EXERCISE AIM
Output each record exactly. Leave none out.

INPUT FOR THIS TASK
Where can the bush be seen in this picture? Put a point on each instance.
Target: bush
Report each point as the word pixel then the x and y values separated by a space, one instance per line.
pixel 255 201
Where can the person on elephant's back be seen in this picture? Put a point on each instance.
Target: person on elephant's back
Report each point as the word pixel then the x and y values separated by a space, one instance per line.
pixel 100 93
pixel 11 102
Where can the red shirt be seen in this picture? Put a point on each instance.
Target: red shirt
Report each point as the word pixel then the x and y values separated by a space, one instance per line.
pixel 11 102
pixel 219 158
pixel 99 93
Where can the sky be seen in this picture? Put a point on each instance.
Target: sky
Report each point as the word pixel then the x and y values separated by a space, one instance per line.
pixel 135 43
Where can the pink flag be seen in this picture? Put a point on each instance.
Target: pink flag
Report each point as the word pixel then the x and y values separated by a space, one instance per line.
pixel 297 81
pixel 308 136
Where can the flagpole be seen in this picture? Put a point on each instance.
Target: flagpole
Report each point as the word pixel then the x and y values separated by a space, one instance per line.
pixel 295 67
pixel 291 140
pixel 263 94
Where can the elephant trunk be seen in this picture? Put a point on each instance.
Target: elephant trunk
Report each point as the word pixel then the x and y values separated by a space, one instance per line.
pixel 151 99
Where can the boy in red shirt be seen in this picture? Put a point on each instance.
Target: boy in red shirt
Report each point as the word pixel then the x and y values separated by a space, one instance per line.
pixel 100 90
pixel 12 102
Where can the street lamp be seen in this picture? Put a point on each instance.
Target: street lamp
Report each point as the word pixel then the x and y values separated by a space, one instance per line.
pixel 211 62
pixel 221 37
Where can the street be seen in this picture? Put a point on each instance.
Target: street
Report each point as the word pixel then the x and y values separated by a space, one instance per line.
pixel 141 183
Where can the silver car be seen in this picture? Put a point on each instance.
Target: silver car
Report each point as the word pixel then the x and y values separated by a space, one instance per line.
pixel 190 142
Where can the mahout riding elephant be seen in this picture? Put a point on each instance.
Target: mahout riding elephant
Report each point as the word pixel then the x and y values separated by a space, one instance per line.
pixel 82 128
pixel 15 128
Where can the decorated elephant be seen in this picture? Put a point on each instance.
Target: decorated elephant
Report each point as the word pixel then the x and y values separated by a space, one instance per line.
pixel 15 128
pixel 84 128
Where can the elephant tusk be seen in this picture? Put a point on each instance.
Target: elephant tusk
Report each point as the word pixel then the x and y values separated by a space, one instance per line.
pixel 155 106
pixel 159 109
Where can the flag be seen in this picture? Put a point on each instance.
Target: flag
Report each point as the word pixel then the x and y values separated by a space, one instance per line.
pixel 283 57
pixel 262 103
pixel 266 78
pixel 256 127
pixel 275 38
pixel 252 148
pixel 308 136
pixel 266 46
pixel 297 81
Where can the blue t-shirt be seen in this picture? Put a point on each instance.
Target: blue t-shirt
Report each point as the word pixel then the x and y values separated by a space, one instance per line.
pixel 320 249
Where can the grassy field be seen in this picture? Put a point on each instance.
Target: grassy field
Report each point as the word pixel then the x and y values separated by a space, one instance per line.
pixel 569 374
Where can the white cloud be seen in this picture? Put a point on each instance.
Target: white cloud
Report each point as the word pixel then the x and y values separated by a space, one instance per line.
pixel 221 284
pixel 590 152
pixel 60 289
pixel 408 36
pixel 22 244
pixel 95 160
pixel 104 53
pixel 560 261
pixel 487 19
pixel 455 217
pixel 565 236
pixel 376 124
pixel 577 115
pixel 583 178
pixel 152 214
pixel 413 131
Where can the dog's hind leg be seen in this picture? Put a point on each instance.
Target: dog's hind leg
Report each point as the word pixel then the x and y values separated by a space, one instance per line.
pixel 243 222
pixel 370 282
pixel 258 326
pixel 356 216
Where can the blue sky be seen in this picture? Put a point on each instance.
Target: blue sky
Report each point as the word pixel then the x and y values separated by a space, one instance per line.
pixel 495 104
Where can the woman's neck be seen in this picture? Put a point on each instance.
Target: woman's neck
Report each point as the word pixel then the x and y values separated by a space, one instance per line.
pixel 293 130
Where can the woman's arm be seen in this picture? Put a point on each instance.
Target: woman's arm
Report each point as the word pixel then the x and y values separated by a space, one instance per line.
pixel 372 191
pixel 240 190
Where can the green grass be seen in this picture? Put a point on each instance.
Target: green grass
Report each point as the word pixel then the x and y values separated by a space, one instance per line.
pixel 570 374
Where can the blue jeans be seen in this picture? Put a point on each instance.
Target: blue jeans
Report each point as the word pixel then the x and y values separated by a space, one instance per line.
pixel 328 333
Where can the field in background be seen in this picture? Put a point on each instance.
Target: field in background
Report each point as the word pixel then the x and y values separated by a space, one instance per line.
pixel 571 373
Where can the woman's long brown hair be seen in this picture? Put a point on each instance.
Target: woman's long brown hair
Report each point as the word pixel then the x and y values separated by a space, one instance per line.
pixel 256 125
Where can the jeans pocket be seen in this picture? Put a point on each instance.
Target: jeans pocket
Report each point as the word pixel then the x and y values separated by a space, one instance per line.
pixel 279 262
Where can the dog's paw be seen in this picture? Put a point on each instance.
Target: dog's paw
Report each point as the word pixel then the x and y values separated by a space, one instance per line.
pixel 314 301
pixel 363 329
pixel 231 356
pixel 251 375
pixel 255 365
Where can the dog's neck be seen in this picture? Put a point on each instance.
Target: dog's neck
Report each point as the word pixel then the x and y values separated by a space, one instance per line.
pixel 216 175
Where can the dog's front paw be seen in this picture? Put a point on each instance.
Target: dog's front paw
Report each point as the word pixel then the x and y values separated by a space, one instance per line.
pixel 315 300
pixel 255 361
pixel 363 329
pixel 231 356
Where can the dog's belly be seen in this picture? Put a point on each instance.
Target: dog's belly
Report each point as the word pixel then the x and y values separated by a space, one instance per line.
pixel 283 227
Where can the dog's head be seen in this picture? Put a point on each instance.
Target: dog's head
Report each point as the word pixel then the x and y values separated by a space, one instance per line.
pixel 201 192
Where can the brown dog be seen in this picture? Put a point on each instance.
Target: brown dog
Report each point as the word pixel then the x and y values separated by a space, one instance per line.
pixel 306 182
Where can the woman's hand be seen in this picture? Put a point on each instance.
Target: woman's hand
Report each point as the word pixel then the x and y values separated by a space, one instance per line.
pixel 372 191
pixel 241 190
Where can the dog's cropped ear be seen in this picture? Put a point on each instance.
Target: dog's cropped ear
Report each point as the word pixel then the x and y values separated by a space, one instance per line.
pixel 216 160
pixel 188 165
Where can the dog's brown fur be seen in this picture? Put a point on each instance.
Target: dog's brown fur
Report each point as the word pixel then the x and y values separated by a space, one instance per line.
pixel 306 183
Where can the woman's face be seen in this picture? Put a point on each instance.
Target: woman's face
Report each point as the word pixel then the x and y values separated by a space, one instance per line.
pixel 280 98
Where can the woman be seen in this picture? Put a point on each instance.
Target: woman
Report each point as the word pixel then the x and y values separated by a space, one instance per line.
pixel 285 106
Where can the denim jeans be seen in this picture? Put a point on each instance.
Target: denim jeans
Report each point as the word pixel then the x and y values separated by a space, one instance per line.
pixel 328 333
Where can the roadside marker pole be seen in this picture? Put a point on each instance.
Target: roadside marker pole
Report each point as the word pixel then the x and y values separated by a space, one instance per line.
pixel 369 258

EXERCISE OUTPUT
Where can the bush be seen in this picture? Put a point on each instance.
Target: bush
Report each point as the word pixel then the x and y values separated by a space, one instance per line.
pixel 255 201
Where can the person on elephant's back be seen in this picture? Put a point on each instance.
Target: person on elephant's back
Report each point as the word pixel then the x and y values separated by a space, one instance per line.
pixel 100 93
pixel 11 102
Where can the red shirt be seen in this picture? Put a point on each instance.
Target: red shirt
Report each point as the word pixel then the x and y values separated by a space, one instance per line.
pixel 11 102
pixel 219 158
pixel 99 93
Where can the sky be seen in this picture? Put a point on each instance.
Target: sky
Report each point as the word pixel then the x and y values separated by a space, one instance per line.
pixel 135 43
Where can the pink flag be seen in this picture? Put a point on each instance.
Target: pink flag
Report each point as the word pixel then the x and y values separated by a space, one instance per line.
pixel 297 81
pixel 308 136
Where can the flagpole be seen in this picture? Put a point on each instance.
Target: flagpole
Report each point as the word pixel then the x and y values separated by a space, one instance per line.
pixel 295 67
pixel 291 140
pixel 263 94
Where can the elephant trunk be seen in this picture? Put a point on each instance.
Target: elephant trunk
Report each point as the word pixel then the x and y values separated by a space, one instance per line.
pixel 151 99
Where can the boy in red shirt be seen in this picture? Put a point on each instance.
Target: boy in red shirt
Report each point as the word pixel then the x and y values separated by a space, one instance per line.
pixel 100 90
pixel 12 102
Where can the street lamp be seen in this picture? Put a point on each instance.
Target: street lamp
Report each point as the word pixel then the x and y values separated by a space, one instance per line.
pixel 211 62
pixel 221 37
Where can the street be seen in this picture? Put a point on each instance.
Target: street
Report each point as the word pixel then the x and y values separated by a space, one instance per line.
pixel 141 183
Where can the silver car be seen in this picture? Put a point on each instance.
Target: silver car
Report each point as the word pixel then the x and y values separated by a space, one instance per line.
pixel 190 142
Where can the mahout riding elephant be seen in this picture? Put a point on each instance.
Target: mahout riding elephant
Report each point as the word pixel then the x and y values separated by a space, one instance per line.
pixel 82 128
pixel 15 128
Where can the decorated elephant be seen in this picture? Put a point on each instance.
Target: decorated elephant
Report each point as the word pixel then the x and y values separated by a space, one instance per line.
pixel 15 128
pixel 84 128
Where can the elephant tusk be seen in this picture? Put a point on each instance.
Target: elephant tusk
Report each point as the word pixel then the x and y values separated by a space, one instance per line.
pixel 155 106
pixel 159 109
Where can the flag be seen in this picture? Put a point on each instance.
Target: flag
Report each point as the word pixel then the x and y values separated by a space, one instance per line.
pixel 283 57
pixel 262 103
pixel 266 78
pixel 256 127
pixel 275 38
pixel 252 148
pixel 308 136
pixel 266 46
pixel 297 81
Where can the blue t-shirt be seen in this picture? Put a point on each instance.
Target: blue t-shirt
Report each point as the word pixel then the x and y values separated by a space, one instance per line.
pixel 320 249
Where can the grassy field be seen in this picture? Put a point on each instance.
Target: grassy field
Report each point as the word pixel then the x and y values separated by a space, one instance per line.
pixel 569 374
Where can the white cloud be seen in this picture? Put a point on each instance.
Target: white cloud
Report each point as the word pixel then the x and y values separated by a space, one instance per line.
pixel 221 284
pixel 590 152
pixel 60 289
pixel 408 36
pixel 22 244
pixel 95 160
pixel 104 53
pixel 560 261
pixel 487 19
pixel 455 217
pixel 565 236
pixel 376 124
pixel 577 115
pixel 583 178
pixel 152 214
pixel 413 131
Where can the dog's hind leg be seen in this picture? Put a point on each instance.
Target: dog's hind leg
Report each point as the word pixel then the x and y values separated by a space, one instance per line.
pixel 243 222
pixel 370 282
pixel 258 326
pixel 356 216
Where can the blue sky be seen in this picture? Put a point on each instance.
Target: blue sky
Report each point as the word pixel then the x and y values separated by a space, one instance per line.
pixel 495 104
Where can the woman's neck be seen in this picture? Put a point on each instance.
Target: woman's neck
Report each point as the word pixel then the x and y values separated by a space, one instance per line.
pixel 293 130
Where can the woman's arm be seen in this picture? Put a point on each instance.
Target: woman's arm
Report each point as the word pixel then the x and y values separated by a space, one instance per line.
pixel 372 191
pixel 240 190
Where can the green grass be seen in this picture? Put a point on each instance.
Target: green grass
Report each point as the word pixel then the x and y values separated by a space, one instance per line.
pixel 570 374
Where can the blue jeans be seen in this picture? Put a point on each instance.
Target: blue jeans
Report each point as the word pixel then the x and y values separated by a space, one instance per line.
pixel 328 333
Where can the field in background be seen in this picture? Put a point on each instance.
Target: field in background
Report each point as the word pixel then the x and y values separated by a space, one instance per line.
pixel 571 373
Where can the woman's long brown hair be seen in this picture? Put a point on each instance.
Target: woman's long brown hair
Report each point as the word pixel then the x and y values separated by a space, one instance per line.
pixel 256 125
Where can the jeans pocket be seen in this picture? Put a point on each instance.
Target: jeans pocket
Report each point as the word pixel then the x and y values separated by a space, one instance per line.
pixel 279 262
Where can the dog's paw be seen in this picture? Put a point on each instance.
Target: dog's paw
Report each point as the word pixel then the x and y values separated by a space, one instance per line.
pixel 314 301
pixel 363 329
pixel 231 356
pixel 251 375
pixel 255 365
Where can the dog's neck be seen in this picture? Put a point on each instance.
Target: dog's neck
Report each point as the word pixel then the x and y values separated by a space, one instance per line.
pixel 216 175
Where can the dog's front paw be seen in this picture? Put a point on each instance.
Target: dog's front paw
Report each point as the word pixel then the x and y values separated by a space, one instance per line.
pixel 315 300
pixel 255 361
pixel 363 329
pixel 231 356
Where can the dog's belly be seen in this picture? Put a point on each instance.
Target: dog's belly
Report each point as the word pixel then the x and y values separated by a space, one instance per line.
pixel 283 227
Where can the dog's head be seen in this picture? Put a point on each instance.
Target: dog's head
Report each point as the word pixel then the x and y values separated by a space, one instance per line.
pixel 201 192
Where can the brown dog be seen in this picture? Put a point on each instance.
Target: brown dog
Report each point as the word pixel then the x and y values separated by a space, one instance per line.
pixel 306 182
Where can the woman's hand be seen in this picture? Put a point on each instance.
Target: woman's hand
Report each point as the word pixel then the x and y values separated by a space, one instance per line.
pixel 372 191
pixel 241 190
Where can the dog's cropped ear be seen in this picture? Put a point on each instance.
Target: dog's cropped ear
Report each point as the word pixel then the x and y values separated by a space, one instance per line.
pixel 216 160
pixel 188 165
Where can the dog's brown fur be seen in this picture? Put a point on each instance.
Target: dog's brown fur
Report each point as the word pixel then the x and y values separated by a space, one instance per line.
pixel 306 183
Where can the woman's face be seen in this picture? Put a point on each instance.
Target: woman's face
Report each point as the word pixel then the x and y values separated by a space, one instance per line.
pixel 280 98
Where can the woman be seen in this picture? Put a point on each instance.
Target: woman
Report each point as the word pixel then the x and y values separated by a space, one instance per line.
pixel 285 106
Where can the denim jeans be seen in this picture? Put a point on each instance.
Target: denim jeans
Report each point as the word pixel then the x and y values separated by a space, one instance per line.
pixel 328 333
Where can the roadside marker pole be seen in this picture? Put a point on each instance.
Target: roadside marker pole
Report each point as the word pixel then the x and y values separated by a space, one instance per line.
pixel 369 258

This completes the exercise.